[[ DATASET EXCERPTS, beginning ]]

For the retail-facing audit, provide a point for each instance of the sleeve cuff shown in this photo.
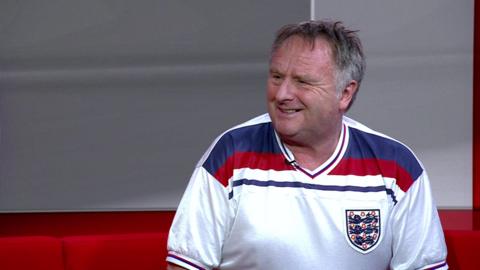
(185, 262)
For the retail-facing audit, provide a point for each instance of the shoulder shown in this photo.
(394, 158)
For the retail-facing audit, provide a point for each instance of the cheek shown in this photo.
(271, 93)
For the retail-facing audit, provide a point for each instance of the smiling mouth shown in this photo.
(288, 111)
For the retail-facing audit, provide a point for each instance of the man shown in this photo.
(305, 187)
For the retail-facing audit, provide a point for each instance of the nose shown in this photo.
(285, 91)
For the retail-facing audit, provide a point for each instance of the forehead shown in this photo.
(303, 53)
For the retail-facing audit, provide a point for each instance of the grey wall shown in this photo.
(108, 105)
(418, 86)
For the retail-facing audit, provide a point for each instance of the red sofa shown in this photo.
(137, 240)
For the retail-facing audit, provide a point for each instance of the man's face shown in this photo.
(301, 96)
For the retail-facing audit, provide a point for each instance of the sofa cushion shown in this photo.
(463, 251)
(144, 251)
(30, 252)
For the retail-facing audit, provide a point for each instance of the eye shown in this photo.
(303, 82)
(275, 76)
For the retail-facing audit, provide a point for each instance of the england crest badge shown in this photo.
(363, 229)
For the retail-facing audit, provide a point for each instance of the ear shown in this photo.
(347, 94)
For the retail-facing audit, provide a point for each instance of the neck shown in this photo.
(311, 155)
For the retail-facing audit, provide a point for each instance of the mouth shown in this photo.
(288, 111)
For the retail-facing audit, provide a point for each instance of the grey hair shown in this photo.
(345, 44)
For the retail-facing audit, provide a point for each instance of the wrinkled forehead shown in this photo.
(305, 42)
(304, 47)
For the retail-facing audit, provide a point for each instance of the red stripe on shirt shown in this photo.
(252, 160)
(385, 168)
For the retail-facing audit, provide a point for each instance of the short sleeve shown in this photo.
(418, 240)
(201, 222)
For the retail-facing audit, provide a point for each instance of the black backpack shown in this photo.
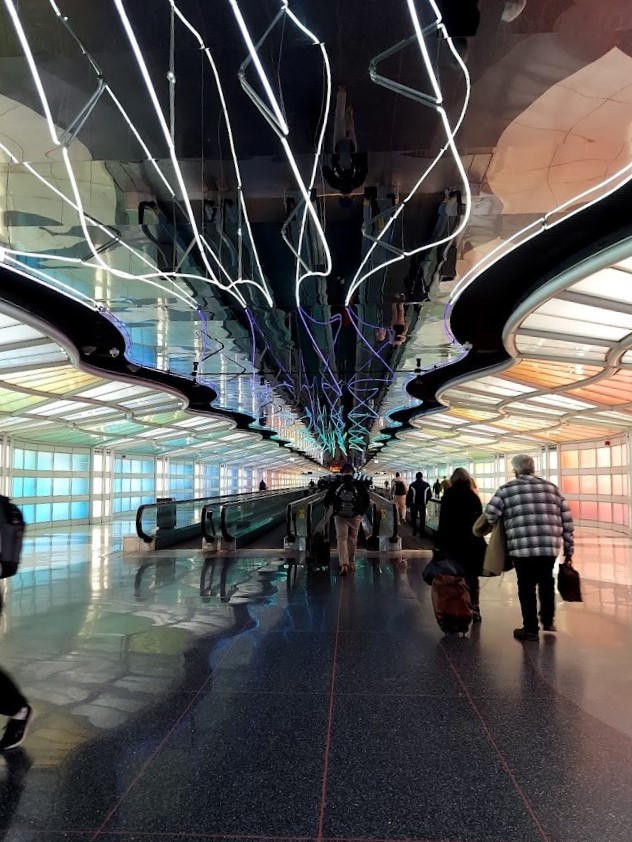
(11, 535)
(346, 500)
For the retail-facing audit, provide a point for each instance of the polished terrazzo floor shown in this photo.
(235, 699)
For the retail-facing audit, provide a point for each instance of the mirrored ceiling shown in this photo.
(259, 201)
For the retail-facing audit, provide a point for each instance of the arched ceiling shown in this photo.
(147, 182)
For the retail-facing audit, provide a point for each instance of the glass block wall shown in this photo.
(51, 486)
(595, 481)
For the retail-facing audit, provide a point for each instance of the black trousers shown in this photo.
(421, 512)
(536, 572)
(11, 700)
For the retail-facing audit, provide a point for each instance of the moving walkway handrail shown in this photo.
(216, 499)
(206, 519)
(308, 502)
(226, 535)
(381, 499)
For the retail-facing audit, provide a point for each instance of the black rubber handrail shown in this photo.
(217, 499)
(393, 538)
(290, 524)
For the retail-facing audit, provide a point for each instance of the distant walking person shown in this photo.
(537, 521)
(349, 500)
(399, 490)
(417, 499)
(14, 705)
(349, 167)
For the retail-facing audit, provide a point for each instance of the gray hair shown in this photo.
(523, 464)
(461, 475)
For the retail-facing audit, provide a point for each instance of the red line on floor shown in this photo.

[[ DATASET EXCERPTS, end ]]

▶ _EXERCISE BRIEF_:
The records above should be returned exactly, with only their pictures held back.

▶ _ANSWER SECTION_:
For the retail-facing audit, provide a point for each instance of the sleeve cuff shown in this photo.
(185, 262)
For the retail-facing audit, provide a point for each instance of the shoulder shown in this photo.
(394, 158)
For the retail-facing audit, provide a point for each instance of the cheek shown in this photo.
(271, 93)
For the retail-facing audit, provide a point for each instance of the smiling mouth shown in this photo.
(288, 111)
For the retail-facing audit, provide a point for each instance of the man shown in this photo.
(305, 187)
For the retail-facing audit, provide a point for each instance of the nose shown in this photo.
(285, 91)
For the retail-facing audit, provide a point for each instance of the forehead shown in this photo.
(303, 53)
For the retail-facing audit, provide a point for each instance of the grey wall shown in this photo.
(108, 105)
(418, 86)
For the retail-facing audit, provide a point for each instance of the red sofa shown in this photo.
(137, 240)
For the retail-facing audit, provide a point for each instance of the man's face shown in this photo.
(301, 96)
For the retail-facing audit, provide a point for each instance of the sofa cushion shown in this photo.
(463, 251)
(144, 251)
(30, 252)
For the retail-facing audit, provide a point for each instance of the eye shown in this photo.
(303, 82)
(275, 76)
For the retail-facing audit, provide a point for each instance of the england crest badge shown in this photo.
(363, 229)
For the retail-facing audit, provide a point for each instance of the ear shown in this photo.
(347, 94)
For the retail-facing audit, provide a point for each instance of the neck shown in this photo.
(311, 155)
For the retail-facing audit, provide a point for each instance of the mouth shown in this photo.
(288, 111)
For the retail-facing audit, provide a point for each instance of the grey hair shown in this photo.
(345, 44)
For the retail-facing audit, provide a point for each instance of the wrinkled forehead shown in this photo.
(305, 42)
(304, 47)
For the retail-facing audit, provide a point for each instance of the red stripe on shirt shown in this photo.
(252, 160)
(385, 168)
For the retail-facing audit, provide a point for each instance of the short sleeve shown in this photo.
(418, 240)
(201, 222)
For the retail-facing audit, provide a point for each instance of the black backpack shown in this photo.
(11, 535)
(346, 500)
For the retail-facing audit, provide a point for each instance of the polished terrazzo floor shown in this photo.
(235, 699)
For the retail-facing audit, provide a point for each instance of the mirrored ceiling shown in this photo.
(259, 201)
For the retail-facing audit, provide a point for each instance of the arched ceiling shown in this photo.
(147, 182)
For the retail-facing audit, provide a point for each instance of the glass block wall shown in this photo.
(51, 486)
(595, 481)
For the retail-facing audit, provide a point for each instance of the black trousers shown in this photo.
(421, 512)
(536, 572)
(11, 700)
For the retail-facing audit, provide a point for each instance of the moving walkway handrail shown in this photo.
(216, 499)
(206, 519)
(308, 502)
(226, 535)
(381, 499)
For the retail-facing audit, provide a point for each instance of the black rubber handrail shown in this photo.
(217, 499)
(393, 538)
(290, 524)
For the retail-facing audit, provide a point for each instance of the distant walking person shown in this photo.
(537, 521)
(349, 500)
(399, 490)
(417, 499)
(14, 705)
(349, 167)
For the retail-facing audit, provide a point for each instance of the gray hair shown in this photo.
(523, 464)
(461, 475)
For the retail-facing audit, provide a point for each instance of the red line on floor shown in this photo.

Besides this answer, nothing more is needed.